Source data below:

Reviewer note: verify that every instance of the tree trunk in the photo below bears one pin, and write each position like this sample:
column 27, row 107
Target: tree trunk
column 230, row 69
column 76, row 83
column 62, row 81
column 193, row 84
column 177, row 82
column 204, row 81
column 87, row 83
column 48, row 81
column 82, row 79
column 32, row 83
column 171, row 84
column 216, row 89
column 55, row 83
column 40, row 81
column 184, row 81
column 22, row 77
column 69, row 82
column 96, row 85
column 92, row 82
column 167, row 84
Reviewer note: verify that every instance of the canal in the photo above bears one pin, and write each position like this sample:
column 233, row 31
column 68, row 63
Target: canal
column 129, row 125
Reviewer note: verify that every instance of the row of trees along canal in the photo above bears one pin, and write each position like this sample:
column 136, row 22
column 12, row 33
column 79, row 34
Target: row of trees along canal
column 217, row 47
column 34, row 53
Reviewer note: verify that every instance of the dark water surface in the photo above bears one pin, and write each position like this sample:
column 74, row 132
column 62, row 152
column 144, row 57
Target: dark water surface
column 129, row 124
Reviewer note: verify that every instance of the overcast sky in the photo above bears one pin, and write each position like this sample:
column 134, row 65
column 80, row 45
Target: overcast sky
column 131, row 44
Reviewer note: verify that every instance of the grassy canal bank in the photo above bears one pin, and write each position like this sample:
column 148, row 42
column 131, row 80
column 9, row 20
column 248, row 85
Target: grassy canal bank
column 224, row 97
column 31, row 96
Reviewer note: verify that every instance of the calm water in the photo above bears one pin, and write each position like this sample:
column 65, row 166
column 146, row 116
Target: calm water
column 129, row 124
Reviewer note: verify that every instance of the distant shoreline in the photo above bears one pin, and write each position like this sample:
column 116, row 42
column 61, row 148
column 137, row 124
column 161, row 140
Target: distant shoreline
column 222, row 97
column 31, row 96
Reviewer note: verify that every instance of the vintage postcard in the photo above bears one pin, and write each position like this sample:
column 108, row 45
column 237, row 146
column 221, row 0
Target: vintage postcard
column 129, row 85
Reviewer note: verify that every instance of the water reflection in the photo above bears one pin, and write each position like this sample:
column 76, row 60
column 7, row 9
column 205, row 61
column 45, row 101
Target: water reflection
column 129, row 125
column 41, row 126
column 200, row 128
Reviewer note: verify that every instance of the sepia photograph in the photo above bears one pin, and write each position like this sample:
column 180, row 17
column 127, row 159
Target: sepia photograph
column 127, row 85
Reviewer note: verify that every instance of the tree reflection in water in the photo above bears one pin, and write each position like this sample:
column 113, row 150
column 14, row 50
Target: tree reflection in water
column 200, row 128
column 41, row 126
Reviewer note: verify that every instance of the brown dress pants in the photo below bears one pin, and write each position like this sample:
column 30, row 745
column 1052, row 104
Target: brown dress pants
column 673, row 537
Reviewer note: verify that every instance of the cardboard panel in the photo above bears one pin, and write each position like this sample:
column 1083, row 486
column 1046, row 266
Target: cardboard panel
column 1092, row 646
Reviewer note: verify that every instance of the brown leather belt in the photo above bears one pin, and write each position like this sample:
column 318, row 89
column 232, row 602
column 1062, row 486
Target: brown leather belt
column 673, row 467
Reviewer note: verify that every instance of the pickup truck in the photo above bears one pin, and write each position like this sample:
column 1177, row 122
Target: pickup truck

End of Source data.

• [Try it] Beginning with the line above that contains "Reviewer note: verify that every instance of the grassy", copy each line exactly up to and including the line that contains "column 248, row 85", and go no further.

• [Reply to the task]
Reviewer note: verify that every instance of the grassy canal bank in the photo above bears one pin, and write each position like this sample:
column 148, row 42
column 131, row 80
column 9, row 20
column 248, row 85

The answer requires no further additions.